- **STATED GOAL**
Please show every line of the records below that contains the word "stick", copying each line in full. Case counts, so match the word only in that exact form.

- **MATERIAL**
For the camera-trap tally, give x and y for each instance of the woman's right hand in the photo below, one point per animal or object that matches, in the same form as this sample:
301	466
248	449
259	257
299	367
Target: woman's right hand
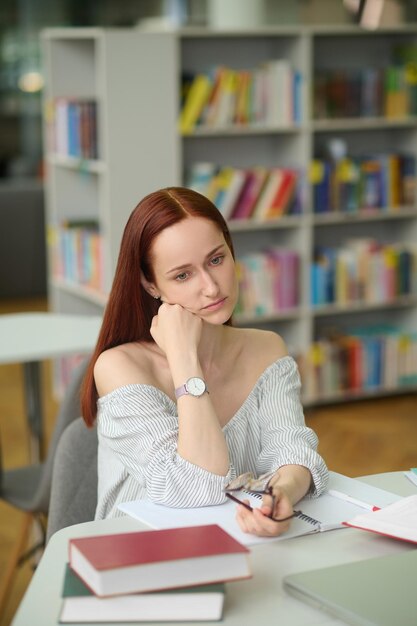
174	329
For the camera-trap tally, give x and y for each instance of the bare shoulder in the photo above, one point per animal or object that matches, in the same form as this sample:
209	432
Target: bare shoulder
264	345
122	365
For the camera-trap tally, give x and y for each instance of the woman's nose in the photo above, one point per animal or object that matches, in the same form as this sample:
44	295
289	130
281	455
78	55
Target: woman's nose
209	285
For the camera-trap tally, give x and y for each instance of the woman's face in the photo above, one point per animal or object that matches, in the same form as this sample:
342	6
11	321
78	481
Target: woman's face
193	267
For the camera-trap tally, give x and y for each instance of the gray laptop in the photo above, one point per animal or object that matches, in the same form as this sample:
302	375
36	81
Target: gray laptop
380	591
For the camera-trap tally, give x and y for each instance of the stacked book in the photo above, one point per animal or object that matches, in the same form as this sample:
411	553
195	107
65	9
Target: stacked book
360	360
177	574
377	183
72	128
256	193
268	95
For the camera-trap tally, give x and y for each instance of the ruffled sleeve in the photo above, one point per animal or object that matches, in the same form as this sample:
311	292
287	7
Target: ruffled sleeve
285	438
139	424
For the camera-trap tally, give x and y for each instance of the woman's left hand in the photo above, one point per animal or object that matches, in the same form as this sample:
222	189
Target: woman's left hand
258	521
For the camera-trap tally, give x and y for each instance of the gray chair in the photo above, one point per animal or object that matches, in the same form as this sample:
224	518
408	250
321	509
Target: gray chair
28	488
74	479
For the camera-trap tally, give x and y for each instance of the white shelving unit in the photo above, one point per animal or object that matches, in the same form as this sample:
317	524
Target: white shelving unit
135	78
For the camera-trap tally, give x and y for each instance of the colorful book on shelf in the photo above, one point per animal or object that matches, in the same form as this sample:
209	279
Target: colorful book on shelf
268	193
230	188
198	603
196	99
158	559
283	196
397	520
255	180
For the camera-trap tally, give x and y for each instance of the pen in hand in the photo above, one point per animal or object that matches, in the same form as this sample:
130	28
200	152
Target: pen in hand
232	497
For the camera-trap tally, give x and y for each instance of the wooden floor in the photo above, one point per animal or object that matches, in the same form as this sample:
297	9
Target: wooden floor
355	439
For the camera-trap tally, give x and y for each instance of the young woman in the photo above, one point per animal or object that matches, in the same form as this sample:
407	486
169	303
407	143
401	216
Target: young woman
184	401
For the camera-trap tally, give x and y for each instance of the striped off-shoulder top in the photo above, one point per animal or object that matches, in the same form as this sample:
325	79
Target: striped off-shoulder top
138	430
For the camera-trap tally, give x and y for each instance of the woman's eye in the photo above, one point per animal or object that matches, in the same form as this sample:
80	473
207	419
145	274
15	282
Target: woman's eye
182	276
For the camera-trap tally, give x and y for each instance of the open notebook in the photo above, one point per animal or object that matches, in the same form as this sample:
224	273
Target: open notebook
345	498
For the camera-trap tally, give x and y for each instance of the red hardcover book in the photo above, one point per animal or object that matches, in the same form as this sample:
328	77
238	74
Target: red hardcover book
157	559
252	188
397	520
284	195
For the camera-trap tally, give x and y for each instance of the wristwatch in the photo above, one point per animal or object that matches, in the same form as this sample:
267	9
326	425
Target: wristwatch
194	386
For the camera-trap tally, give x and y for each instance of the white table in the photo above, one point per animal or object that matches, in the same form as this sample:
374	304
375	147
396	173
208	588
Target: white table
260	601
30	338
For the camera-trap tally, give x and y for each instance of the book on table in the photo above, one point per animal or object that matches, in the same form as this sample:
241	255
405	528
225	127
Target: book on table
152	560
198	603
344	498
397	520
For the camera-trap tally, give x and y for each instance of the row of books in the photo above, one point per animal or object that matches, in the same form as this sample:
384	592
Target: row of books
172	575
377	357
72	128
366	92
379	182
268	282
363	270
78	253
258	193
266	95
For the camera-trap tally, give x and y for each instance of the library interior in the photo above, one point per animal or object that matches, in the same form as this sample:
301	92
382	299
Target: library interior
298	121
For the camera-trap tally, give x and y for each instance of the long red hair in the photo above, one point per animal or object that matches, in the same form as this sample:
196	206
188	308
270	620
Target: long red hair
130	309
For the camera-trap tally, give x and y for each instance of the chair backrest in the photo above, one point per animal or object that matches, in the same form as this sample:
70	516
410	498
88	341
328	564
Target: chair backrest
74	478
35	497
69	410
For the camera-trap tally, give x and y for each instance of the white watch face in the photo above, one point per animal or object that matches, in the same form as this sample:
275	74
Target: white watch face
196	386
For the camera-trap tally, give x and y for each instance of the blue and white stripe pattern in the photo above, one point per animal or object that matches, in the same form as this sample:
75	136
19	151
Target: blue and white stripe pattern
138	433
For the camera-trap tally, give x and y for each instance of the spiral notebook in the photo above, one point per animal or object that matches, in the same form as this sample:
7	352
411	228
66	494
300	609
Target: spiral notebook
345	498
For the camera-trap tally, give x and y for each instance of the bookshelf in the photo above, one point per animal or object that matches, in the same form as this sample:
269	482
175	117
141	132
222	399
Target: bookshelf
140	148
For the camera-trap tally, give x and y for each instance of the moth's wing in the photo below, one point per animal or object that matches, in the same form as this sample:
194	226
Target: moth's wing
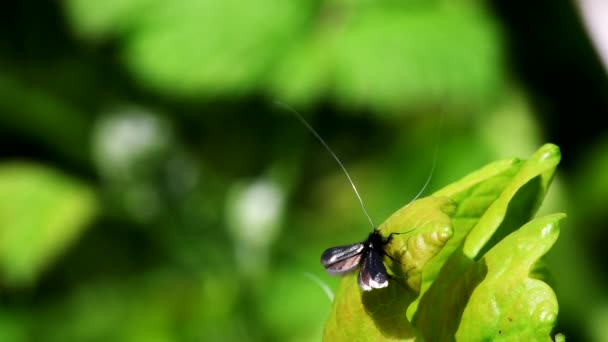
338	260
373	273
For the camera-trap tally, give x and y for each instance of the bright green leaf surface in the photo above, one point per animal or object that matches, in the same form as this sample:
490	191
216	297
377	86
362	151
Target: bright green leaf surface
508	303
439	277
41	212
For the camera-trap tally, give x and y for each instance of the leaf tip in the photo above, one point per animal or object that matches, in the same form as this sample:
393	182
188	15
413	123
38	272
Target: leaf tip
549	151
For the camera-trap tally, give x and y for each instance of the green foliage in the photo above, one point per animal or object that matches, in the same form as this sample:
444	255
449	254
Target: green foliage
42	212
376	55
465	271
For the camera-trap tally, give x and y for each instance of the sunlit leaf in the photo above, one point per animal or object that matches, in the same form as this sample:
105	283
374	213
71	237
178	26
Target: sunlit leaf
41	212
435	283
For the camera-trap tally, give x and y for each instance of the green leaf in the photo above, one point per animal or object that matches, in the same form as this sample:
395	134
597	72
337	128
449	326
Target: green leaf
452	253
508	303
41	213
---
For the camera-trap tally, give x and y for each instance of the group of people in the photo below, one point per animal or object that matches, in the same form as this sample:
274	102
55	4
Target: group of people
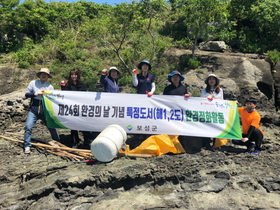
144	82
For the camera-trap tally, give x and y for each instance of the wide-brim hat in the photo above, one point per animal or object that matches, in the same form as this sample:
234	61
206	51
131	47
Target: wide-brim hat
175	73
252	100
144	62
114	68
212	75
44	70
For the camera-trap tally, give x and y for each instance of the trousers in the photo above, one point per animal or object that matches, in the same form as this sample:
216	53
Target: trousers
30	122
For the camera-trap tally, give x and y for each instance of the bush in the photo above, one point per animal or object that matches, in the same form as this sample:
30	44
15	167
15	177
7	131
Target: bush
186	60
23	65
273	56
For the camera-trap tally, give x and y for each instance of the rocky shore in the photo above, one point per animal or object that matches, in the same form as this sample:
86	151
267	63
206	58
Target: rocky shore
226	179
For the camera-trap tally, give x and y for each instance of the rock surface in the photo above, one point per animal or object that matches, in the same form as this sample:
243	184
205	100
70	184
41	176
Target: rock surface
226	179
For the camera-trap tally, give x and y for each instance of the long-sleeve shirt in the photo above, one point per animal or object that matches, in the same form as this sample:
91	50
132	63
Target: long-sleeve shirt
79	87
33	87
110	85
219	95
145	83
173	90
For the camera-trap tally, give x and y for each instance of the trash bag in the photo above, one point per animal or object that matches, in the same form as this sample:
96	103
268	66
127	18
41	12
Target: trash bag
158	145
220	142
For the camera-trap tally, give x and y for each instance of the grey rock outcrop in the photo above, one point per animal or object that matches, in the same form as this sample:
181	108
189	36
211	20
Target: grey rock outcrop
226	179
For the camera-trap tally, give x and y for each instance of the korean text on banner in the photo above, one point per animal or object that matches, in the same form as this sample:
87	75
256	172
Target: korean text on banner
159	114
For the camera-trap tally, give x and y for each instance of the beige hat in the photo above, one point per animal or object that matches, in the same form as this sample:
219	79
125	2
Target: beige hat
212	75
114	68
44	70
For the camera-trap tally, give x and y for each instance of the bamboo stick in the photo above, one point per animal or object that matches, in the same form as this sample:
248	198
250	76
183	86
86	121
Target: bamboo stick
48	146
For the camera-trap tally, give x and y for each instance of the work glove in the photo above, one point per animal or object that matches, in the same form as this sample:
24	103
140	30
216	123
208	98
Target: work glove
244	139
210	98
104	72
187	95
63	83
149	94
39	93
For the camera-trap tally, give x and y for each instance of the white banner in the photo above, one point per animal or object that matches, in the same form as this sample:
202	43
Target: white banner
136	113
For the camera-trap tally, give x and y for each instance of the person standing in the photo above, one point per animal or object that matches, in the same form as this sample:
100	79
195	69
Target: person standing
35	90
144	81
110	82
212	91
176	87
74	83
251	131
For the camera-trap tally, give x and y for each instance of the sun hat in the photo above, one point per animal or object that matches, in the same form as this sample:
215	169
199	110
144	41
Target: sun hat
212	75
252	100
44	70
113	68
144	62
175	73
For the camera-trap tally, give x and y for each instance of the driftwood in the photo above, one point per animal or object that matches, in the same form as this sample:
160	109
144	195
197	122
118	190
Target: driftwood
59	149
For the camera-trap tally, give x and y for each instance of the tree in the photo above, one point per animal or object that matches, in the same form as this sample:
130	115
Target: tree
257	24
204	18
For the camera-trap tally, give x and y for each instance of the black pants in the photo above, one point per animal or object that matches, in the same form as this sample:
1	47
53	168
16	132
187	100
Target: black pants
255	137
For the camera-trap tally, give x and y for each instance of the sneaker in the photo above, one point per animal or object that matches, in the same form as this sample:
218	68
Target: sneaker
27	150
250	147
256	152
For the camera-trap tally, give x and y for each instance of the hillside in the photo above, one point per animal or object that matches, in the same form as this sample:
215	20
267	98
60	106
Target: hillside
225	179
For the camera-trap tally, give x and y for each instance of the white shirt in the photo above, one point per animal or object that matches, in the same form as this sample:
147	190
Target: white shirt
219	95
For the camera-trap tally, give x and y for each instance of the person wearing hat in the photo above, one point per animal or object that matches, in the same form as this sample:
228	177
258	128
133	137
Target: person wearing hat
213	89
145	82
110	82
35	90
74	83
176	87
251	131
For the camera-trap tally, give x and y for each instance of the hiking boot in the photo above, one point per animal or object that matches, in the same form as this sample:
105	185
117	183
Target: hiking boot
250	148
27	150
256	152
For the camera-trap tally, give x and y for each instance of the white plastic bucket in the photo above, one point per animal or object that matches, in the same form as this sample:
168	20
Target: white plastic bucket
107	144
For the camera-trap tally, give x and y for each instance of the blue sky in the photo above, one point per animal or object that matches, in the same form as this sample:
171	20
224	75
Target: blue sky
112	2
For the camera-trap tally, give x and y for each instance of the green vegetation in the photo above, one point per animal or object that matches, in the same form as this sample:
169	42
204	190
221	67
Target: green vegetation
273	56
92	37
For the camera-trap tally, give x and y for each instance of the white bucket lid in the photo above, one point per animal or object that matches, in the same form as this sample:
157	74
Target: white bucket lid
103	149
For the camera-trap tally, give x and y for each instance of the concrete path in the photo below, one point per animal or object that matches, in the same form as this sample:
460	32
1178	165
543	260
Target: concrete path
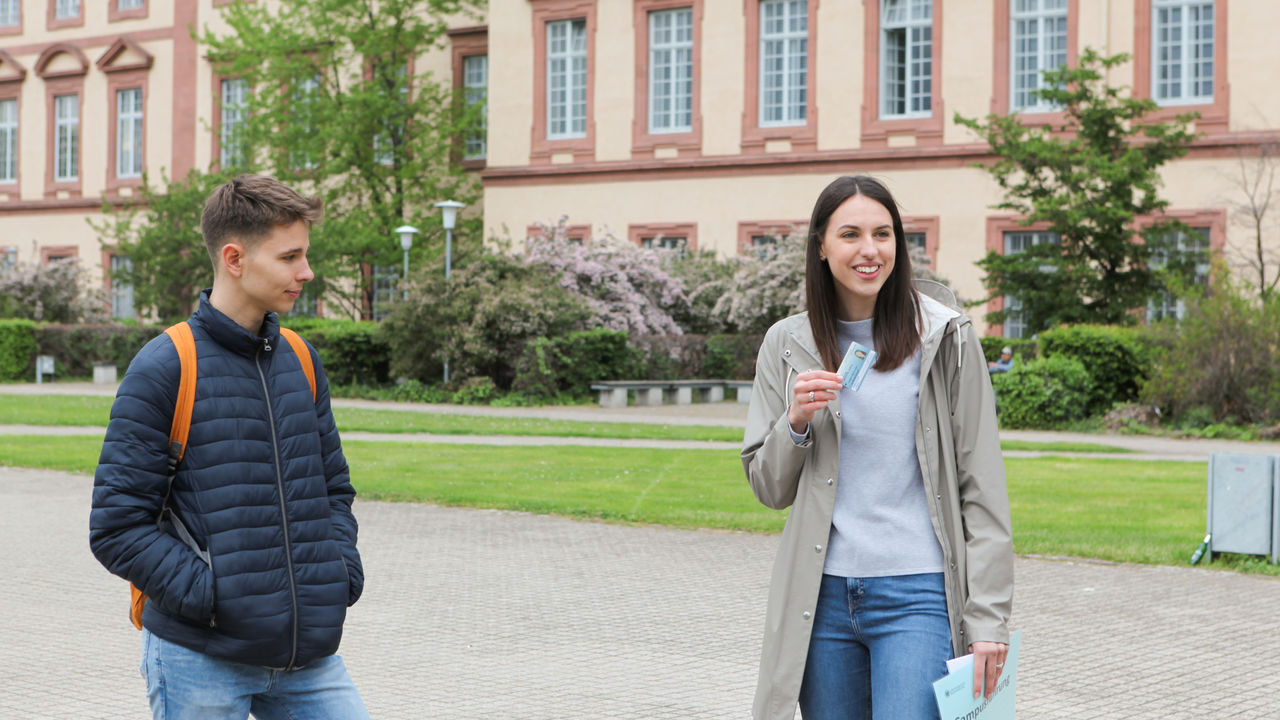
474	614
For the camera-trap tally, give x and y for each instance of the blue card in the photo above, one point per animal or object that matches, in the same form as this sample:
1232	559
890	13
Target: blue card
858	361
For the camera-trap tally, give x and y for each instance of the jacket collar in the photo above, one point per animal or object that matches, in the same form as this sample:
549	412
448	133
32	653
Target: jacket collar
---
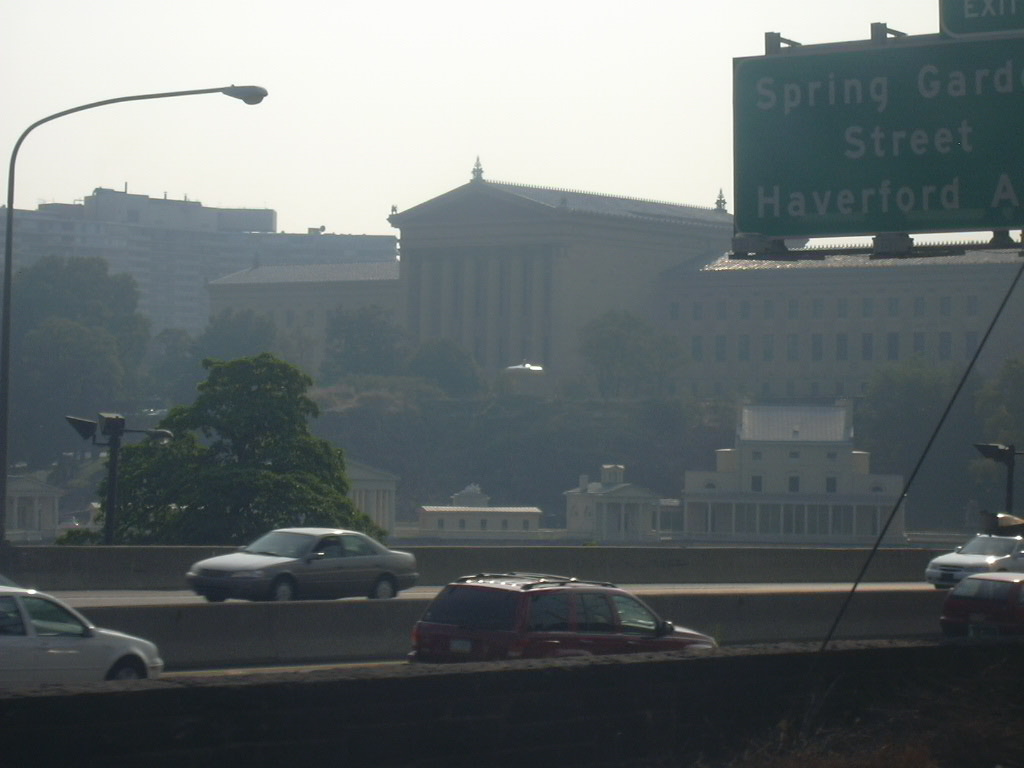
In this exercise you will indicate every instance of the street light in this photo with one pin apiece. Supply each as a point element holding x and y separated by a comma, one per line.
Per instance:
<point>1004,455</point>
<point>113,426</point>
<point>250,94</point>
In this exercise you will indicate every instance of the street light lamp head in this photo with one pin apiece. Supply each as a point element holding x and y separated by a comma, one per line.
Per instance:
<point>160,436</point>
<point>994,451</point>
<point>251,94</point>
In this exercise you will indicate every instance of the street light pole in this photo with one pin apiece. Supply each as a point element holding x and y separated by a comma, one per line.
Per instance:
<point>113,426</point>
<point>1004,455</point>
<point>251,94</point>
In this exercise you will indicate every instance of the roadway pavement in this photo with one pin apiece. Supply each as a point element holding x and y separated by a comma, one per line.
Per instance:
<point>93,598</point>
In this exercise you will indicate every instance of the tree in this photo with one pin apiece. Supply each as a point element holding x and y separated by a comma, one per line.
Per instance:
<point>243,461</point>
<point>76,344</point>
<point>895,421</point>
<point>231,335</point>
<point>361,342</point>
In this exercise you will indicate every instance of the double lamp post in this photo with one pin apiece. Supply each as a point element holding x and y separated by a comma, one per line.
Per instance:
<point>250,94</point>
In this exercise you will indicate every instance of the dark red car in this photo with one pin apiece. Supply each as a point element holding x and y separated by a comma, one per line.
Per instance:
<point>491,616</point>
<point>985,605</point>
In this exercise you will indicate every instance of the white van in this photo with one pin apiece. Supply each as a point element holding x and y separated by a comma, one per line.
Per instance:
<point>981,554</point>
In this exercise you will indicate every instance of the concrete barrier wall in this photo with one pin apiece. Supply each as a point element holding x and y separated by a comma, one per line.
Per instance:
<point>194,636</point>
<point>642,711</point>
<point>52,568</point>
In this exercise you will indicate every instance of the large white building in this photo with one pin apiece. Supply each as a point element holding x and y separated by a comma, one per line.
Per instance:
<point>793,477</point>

- **EXERCISE RESULT**
For the camera-trap tally, give x and y for each instance of the bamboo stick in the photo above, one point per animal or object that matches, in the same form as this sample:
Target: bamboo stick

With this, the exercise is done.